## [Requirement A]
According to the album review below, who persuaded the band's initial line-up to go professional?

## [Source document]
Babe Ruth Darker Than Blue: The Harvest Years 1972-1975 Esoteric Recordings QECLEC32084
Finally the three albums that English band Babe Ruth recorded for Harvest are back in circulation, this time in a lovely little clamshell box and newly remastered, with replica album sleeve notes.
Straddling genres from rock to progressive, with a massive symphonic sound influenced by film scores, the band — led by guitarist Alan Shacklock, a graduate of the Royal Academy of Music— was formed of Shacklock’s friends post-graduation. The initial line-up of Shacklock, Dave Hewitt (bass), Dick Powell (drums, percussion), and Dave Punshon (electric piano, piano), were persuaded by designer Roger Dean, who had heard them playing live, to go professional. With his help they got some gigs at the Marquee, which led to their signing by EMI. However, a key component was still missing, so they held auditions and recruited blues singer Janita (Jenny) Haan.
Once their manager had named them Babe Ruth, they went into Abbey Road Studios to record First Base in 1972, produced by Shacklock to realise his own vision of the band. Wrapped in a Roger Dean sleeve, and with guest musicians such as Gaspar Lawal joining them, the first album really does cross different genres. The band stretches out on Frank Zappa’s King Kong, as well as Wells Fargo and the track for which they are most famous, The Mexican (incorporating part of Ennio Morricone's theme from For a Few Dollars More). The album was focussed on Wild West Americana because of Shacklock’s obsession with Westerns at the time. His deft production and the band’s taut performances bring wide-screen cinematic sound, combined with progressive elements and Haan’s distinctive vocals. The Mexican, with its driving riff, electric piano, and tight funky percussion, sounded like nothing else around at the time. It found a new lease on life in the early 1980s when it was picked up by the US hip-hop scene and became so popular that Haan re-recorded vocals for an updated version. The bonus tracks on this new release include an edited version of Wells Fargo released as a single, with a recording of Theme from A Few Dollars More as its B-side.
By the time 1973’s Amar Caballero came out the line-up had evolved, with Ed Spevock and Chris Holmes replacing Powell and Punshon on, respectively, drums and keyboards. Haan got her first writing credits on this album, which was quite different from their first. As Shacklock explains in the copious sleeve-notes (provided by my former Classic Rock Society colleague Steve Pilkington), while the band was touring his publisher had suggested that he try songwriting for different artists —like Diana Ross and Nana Mouskouri— so that when it came time to record, these were some of their new songs. The album is kicked off by the incredibly funky Lady (inspired by Shacklock’s love of Curtis Mayfield), an example of the continuous expansion of their range that make Babe Ruth so interesting. Meanwhile the haunting Broken Cloud exploits the recording studio’s possibilities, as Haan’s vocals pan from left to right and then back to centre to create an interesting and intimate sound. With a Hipgnosis-designed sleeve, the album’s highlight was the three-part title suite, mixing rock with Latin sounds provided by some Venezuelan percussionists. Shacklock and the band certainly weren’t standing still, but their constant evolution disconcerted fans: were they rock? progressive? world? Yet good music is good music, and does not really need a label.

## [Requirement B]
From the records below, pick out every line containing the word "bluebell". Case counts.

## [Extracted information]
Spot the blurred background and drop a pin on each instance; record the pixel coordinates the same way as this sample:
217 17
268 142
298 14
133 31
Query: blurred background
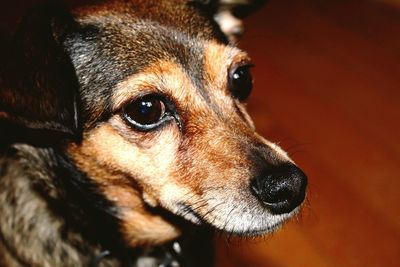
327 89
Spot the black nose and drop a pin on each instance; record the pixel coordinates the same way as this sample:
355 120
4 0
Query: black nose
280 189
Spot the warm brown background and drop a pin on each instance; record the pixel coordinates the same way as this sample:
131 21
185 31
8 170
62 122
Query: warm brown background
328 89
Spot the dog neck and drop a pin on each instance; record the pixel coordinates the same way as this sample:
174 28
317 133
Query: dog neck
52 215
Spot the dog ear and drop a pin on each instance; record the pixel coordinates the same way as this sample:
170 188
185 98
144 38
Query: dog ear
38 85
229 14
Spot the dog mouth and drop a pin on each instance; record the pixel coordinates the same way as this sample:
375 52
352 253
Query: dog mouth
258 226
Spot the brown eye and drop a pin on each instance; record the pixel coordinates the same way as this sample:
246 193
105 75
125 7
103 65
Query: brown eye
145 112
241 82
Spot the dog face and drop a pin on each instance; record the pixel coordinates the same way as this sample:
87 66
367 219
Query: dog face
162 125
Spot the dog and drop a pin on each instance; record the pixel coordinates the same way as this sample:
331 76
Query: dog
125 140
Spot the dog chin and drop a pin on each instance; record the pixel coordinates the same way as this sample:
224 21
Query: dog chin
238 222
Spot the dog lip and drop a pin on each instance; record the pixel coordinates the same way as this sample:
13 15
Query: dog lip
189 214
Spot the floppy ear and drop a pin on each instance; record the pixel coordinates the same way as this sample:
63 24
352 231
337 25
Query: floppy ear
229 14
38 85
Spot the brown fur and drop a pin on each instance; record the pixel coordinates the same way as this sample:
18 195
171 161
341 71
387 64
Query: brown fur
81 185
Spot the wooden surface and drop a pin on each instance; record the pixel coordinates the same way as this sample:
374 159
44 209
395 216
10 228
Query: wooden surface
328 90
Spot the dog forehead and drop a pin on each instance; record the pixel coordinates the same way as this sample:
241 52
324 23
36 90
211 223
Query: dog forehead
118 39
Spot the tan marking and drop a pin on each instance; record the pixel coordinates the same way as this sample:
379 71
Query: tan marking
217 61
113 162
162 77
206 169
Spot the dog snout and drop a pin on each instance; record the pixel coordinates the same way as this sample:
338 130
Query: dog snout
280 189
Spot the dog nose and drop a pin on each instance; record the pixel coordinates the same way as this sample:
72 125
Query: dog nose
280 189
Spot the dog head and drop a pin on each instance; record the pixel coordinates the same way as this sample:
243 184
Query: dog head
149 97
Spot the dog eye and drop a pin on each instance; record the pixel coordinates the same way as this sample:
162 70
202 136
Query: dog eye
145 112
241 82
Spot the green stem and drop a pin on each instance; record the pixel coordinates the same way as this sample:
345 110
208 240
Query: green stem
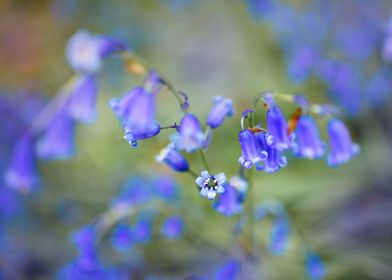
204 160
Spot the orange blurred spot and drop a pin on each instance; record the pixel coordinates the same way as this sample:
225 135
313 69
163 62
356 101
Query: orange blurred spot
293 121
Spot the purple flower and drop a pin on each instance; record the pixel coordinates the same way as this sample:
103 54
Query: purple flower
172 227
223 107
85 51
341 148
230 202
277 128
136 111
309 144
172 158
279 235
57 141
166 188
122 237
229 270
82 105
315 267
211 184
191 137
252 146
21 172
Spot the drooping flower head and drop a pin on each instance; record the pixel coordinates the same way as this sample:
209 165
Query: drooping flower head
277 128
82 105
191 136
172 227
223 107
341 147
253 148
308 144
85 51
315 267
211 184
57 140
21 173
136 111
172 158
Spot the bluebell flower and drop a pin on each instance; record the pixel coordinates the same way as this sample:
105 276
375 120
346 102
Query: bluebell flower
191 136
277 128
136 111
85 51
122 237
211 184
58 139
82 105
21 173
223 107
279 235
166 188
142 230
315 267
341 147
172 227
172 158
274 162
229 270
252 148
308 144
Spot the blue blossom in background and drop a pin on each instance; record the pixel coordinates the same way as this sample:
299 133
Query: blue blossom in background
136 111
277 128
315 267
191 136
172 227
122 237
82 105
252 151
229 270
57 140
85 51
172 158
308 142
211 184
166 188
279 236
341 147
222 108
21 172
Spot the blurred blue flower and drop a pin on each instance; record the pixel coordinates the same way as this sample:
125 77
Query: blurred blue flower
222 108
341 148
21 172
252 146
229 270
315 267
172 227
277 128
166 188
122 237
172 158
136 111
308 144
191 136
82 105
279 236
211 184
58 139
85 51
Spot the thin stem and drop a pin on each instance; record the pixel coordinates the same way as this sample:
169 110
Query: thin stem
204 160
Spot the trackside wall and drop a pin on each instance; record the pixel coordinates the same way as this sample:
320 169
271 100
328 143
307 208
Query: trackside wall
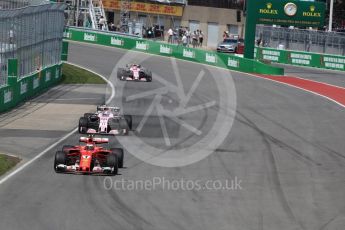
31 48
178 51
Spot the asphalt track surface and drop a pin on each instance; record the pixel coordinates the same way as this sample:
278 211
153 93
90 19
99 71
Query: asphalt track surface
285 145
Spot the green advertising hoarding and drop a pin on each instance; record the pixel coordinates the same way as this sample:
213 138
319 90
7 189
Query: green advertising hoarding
280 12
290 57
163 49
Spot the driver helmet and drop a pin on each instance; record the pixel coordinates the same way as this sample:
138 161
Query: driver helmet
89 147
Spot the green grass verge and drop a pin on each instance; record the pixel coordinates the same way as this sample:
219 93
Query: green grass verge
74 75
7 162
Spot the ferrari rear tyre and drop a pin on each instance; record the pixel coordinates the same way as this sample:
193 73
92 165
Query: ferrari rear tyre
112 162
66 147
120 156
129 121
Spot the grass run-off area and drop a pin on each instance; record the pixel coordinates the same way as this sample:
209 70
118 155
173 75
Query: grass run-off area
74 75
7 162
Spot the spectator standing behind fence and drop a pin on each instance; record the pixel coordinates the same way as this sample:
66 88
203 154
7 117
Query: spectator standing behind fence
201 38
194 39
184 40
170 35
225 35
188 36
101 23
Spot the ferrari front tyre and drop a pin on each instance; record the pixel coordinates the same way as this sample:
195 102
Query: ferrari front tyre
112 162
82 127
129 121
120 74
60 158
120 156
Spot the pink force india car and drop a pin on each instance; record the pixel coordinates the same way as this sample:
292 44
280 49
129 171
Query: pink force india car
89 157
134 72
107 120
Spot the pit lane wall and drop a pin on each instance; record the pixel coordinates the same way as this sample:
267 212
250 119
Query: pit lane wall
20 89
151 47
323 61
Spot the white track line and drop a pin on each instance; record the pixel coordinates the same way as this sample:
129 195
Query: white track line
36 157
22 167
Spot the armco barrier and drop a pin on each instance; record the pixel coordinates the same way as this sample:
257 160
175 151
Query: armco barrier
196 55
290 57
19 90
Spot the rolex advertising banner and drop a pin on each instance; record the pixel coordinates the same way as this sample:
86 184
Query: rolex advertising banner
291 13
280 12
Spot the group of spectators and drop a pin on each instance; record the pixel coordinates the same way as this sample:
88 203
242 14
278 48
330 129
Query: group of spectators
185 37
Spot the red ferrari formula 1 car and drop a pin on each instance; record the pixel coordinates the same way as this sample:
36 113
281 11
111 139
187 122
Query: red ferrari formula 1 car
89 157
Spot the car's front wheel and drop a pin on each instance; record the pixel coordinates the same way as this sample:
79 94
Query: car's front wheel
82 127
112 162
60 159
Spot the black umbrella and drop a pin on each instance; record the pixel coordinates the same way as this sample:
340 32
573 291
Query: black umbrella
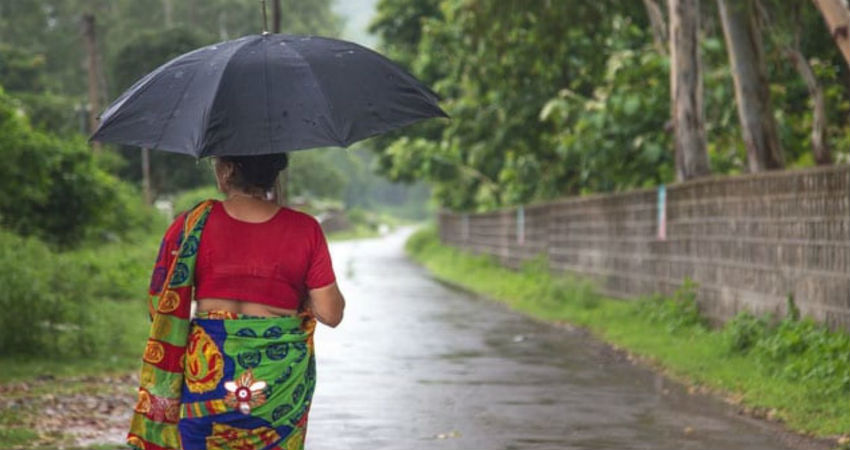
265 94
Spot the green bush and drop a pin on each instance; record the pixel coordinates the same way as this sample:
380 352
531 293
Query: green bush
54 188
63 304
744 331
187 199
41 300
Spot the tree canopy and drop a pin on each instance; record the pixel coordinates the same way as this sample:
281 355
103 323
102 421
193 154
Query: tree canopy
561 98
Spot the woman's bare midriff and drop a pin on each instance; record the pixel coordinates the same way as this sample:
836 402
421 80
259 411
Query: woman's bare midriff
240 307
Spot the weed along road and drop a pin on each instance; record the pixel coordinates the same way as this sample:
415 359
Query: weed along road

## [Full response A]
The designer Roger Dean, who had heard them playing live.

## [Full response B]
Spot the bluebell flower and drop a pin on each instance; record the pixel coordinates the same way as this sample:
Query: bluebell flower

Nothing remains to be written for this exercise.